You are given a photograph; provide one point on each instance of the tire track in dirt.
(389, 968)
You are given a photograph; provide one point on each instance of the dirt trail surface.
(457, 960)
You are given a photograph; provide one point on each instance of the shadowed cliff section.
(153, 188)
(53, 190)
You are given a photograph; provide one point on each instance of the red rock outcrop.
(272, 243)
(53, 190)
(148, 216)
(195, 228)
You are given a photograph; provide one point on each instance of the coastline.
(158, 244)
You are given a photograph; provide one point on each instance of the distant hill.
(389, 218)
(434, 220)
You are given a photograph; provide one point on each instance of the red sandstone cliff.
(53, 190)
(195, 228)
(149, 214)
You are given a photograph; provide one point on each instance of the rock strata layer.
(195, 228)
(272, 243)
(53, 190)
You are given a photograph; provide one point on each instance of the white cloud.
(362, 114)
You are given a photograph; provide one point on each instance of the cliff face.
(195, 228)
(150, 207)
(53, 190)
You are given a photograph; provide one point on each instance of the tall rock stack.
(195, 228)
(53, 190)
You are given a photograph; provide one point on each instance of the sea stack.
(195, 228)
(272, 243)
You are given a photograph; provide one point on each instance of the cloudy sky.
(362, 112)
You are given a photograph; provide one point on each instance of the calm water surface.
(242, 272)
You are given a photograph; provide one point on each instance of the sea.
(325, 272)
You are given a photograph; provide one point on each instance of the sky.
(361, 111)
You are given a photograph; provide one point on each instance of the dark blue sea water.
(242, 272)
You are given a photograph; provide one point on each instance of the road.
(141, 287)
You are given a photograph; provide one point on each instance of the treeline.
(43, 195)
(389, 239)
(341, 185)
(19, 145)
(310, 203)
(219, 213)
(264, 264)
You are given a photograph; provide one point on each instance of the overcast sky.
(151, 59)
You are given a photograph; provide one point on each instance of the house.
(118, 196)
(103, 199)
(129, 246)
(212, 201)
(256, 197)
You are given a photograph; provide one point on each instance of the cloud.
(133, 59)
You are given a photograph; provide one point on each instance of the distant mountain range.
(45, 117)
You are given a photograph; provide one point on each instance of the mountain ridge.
+++
**EXERCISE DETAILS**
Print every line of the material above exactly.

**OUTPUT OF THE EXERCISE**
You are given a photograph; provide one point on each instance of the tire track in dirt.
(389, 968)
You are given a photograph; provide one point on each instance of the dirt trail surface.
(457, 960)
You are given a photograph; provide one point on each instance of the shadowed cliff section.
(153, 188)
(53, 190)
You are given a photograph; provide one point on each instance of the red rock outcrop.
(272, 243)
(53, 190)
(148, 216)
(195, 228)
You are given a photograph; provide one point on each instance of the coastline.
(158, 244)
You are given a photograph; provide one point on each instance of the distant hill.
(389, 218)
(434, 220)
You are given a photograph; provide one point on each instance of the red sandstone cliff.
(53, 190)
(195, 228)
(149, 214)
You are given a photograph; provide one point on each instance of the rock strata layer.
(195, 228)
(272, 243)
(53, 190)
You are given a photograph; provide one point on each instance of the white cloud.
(362, 114)
You are given a photograph; provide one point on each instance of the cliff face.
(195, 228)
(150, 207)
(53, 190)
You are given a photograph; provide one point on each instance of the tall rock stack.
(195, 228)
(53, 190)
You are given a photograph; provide one point on each instance of the sea stack.
(195, 228)
(272, 243)
You are given a photograph; provide one point on each instance of the cloudy sky.
(362, 112)
You are given a photograph; provide one point on each instance of the calm water surface.
(242, 272)
You are given a photograph; provide one point on each instance of the sea.
(325, 272)
You are given a photograph; provide one point on each instance of the sky.
(361, 111)
You are given a photograph; provide one point on each instance of the dark blue sea water.
(242, 272)
You are given a photograph; provide one point on each instance of the road.
(141, 287)
You are given a photograph; provide one point on each instance of the treeline.
(43, 195)
(389, 239)
(341, 185)
(19, 145)
(310, 203)
(219, 213)
(264, 264)
You are given a photograph; provide one point on each instance of the overcast sky.
(151, 59)
You are given a photograph; provide one point on each instance of the house.
(118, 196)
(103, 199)
(129, 246)
(212, 201)
(256, 197)
You are given a photograph; provide one point on each instance of the cloud.
(133, 59)
You are given a photograph; provide one point on each instance of the distant mountain range.
(45, 117)
You are given a photograph; provide one point on each instance of the mountain ridge.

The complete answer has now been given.